Segment Start: Recorded data
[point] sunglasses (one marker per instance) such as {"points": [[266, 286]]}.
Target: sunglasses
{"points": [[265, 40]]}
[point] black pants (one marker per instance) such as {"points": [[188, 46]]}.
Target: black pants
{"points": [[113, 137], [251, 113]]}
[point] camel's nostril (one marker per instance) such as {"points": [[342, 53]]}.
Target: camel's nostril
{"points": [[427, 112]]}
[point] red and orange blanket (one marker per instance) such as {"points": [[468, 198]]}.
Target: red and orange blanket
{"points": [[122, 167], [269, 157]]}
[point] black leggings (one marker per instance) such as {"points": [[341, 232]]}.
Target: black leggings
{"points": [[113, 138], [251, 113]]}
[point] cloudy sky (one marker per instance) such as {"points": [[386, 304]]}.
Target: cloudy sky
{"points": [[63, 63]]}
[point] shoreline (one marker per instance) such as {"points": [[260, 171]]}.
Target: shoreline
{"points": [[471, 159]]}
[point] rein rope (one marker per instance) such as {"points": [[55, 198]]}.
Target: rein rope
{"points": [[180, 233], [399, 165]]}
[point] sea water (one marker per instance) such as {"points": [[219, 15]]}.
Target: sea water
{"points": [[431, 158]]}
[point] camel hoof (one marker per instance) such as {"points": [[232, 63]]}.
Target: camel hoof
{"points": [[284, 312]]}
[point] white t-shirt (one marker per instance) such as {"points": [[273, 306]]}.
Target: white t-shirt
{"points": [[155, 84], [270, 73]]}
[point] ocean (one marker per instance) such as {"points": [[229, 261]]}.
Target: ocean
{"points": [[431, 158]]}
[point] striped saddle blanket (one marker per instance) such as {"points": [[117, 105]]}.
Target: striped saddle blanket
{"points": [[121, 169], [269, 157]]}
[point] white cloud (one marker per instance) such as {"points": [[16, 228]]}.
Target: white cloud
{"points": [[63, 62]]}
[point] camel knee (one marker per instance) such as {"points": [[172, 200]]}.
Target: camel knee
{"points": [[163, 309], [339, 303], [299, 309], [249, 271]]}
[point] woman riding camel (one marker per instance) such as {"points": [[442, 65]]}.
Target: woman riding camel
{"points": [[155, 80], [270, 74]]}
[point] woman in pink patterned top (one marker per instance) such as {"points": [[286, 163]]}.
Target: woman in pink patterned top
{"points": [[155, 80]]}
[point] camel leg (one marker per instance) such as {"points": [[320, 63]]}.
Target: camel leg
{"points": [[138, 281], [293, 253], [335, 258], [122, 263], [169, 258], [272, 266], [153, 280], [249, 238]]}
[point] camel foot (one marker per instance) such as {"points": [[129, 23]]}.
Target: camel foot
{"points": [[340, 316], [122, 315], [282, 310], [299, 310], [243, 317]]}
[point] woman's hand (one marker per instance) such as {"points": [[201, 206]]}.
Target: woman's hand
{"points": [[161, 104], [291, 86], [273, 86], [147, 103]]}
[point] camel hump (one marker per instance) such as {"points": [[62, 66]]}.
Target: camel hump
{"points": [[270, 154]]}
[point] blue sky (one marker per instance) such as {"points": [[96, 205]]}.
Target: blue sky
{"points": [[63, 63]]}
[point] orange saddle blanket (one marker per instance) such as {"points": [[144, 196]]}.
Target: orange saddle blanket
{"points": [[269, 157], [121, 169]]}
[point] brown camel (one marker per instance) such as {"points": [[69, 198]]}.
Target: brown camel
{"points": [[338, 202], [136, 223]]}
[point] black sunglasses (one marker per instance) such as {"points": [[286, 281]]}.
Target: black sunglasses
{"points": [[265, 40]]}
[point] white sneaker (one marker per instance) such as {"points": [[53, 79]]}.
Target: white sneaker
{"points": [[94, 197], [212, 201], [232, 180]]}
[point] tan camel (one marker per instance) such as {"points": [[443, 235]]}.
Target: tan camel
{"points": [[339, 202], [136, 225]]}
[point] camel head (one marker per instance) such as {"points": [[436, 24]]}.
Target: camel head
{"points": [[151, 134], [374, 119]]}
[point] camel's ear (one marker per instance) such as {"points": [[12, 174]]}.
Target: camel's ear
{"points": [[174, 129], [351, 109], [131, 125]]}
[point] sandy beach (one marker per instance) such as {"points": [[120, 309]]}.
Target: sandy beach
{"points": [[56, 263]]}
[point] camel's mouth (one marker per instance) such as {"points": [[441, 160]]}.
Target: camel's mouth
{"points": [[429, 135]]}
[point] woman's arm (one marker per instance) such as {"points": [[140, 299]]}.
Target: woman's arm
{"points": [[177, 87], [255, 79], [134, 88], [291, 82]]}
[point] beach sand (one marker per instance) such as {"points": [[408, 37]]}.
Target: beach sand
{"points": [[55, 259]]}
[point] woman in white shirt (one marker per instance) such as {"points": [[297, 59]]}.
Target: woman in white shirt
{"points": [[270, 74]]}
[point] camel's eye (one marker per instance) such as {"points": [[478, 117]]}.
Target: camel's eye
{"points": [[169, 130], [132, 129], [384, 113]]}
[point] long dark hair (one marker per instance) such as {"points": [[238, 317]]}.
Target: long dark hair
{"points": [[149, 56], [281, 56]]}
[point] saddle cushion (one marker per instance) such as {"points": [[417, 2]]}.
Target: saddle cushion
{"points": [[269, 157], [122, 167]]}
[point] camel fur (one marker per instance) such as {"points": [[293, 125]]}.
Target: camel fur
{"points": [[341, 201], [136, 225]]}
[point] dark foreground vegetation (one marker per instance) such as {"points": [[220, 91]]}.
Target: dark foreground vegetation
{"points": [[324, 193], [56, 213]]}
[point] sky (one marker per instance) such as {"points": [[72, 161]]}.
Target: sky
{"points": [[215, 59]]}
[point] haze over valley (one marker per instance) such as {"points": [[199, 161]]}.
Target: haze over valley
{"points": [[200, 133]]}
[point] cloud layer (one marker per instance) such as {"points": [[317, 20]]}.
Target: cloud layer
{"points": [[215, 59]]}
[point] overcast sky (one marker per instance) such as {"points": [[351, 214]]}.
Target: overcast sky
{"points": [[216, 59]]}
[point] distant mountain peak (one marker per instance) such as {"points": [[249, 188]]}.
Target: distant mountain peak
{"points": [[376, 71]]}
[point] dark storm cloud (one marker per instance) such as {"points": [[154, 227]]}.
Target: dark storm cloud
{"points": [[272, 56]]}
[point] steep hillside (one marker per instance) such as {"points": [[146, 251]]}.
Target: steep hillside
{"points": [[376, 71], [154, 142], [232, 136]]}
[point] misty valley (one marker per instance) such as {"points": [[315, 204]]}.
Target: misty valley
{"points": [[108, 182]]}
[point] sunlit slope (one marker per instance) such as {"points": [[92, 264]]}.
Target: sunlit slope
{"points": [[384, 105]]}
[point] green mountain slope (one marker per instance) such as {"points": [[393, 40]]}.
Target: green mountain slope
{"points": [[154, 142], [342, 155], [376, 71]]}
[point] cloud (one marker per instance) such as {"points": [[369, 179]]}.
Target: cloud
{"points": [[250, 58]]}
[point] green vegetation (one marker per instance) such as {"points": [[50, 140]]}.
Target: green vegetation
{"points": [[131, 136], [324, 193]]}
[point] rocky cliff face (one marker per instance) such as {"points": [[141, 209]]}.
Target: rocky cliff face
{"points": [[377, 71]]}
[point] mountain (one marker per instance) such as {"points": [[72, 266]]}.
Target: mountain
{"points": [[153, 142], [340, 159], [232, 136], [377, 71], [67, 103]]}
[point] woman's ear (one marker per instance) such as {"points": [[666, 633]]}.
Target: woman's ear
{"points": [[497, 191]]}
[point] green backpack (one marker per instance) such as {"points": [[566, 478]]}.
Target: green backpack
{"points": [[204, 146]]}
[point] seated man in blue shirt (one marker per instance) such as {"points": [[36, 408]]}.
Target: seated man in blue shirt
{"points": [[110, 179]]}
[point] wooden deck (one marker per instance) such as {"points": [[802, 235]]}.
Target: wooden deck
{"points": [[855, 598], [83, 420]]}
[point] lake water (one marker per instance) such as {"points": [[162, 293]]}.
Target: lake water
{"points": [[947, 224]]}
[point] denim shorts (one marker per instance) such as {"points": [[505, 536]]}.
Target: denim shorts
Segment End: Recorded data
Task instructions — Among the entries above, find the line with "[point] cloud (one" and the line with "[point] green backpack"; give again exactly these two lines and all lines between them.

Solution below —
[point] cloud (one marker per instance) such as {"points": [[369, 179]]}.
Target: cloud
{"points": [[250, 58]]}
[point] green vegetation (one marker per instance) such as {"points": [[50, 140]]}.
Target: green vegetation
{"points": [[131, 136], [324, 193]]}
[point] rocky cliff face (one marker per instance) such as {"points": [[141, 209]]}.
Target: rocky cliff face
{"points": [[377, 71]]}
[point] mountain (one marker per instance) such as {"points": [[72, 266]]}.
Target: mountain
{"points": [[153, 142], [340, 159], [232, 136], [377, 71], [67, 103]]}
[point] woman's ear (one marker per instance) such as {"points": [[666, 633]]}.
Target: woman's ear
{"points": [[497, 191]]}
[point] green backpack (one marker per instance) such as {"points": [[566, 478]]}.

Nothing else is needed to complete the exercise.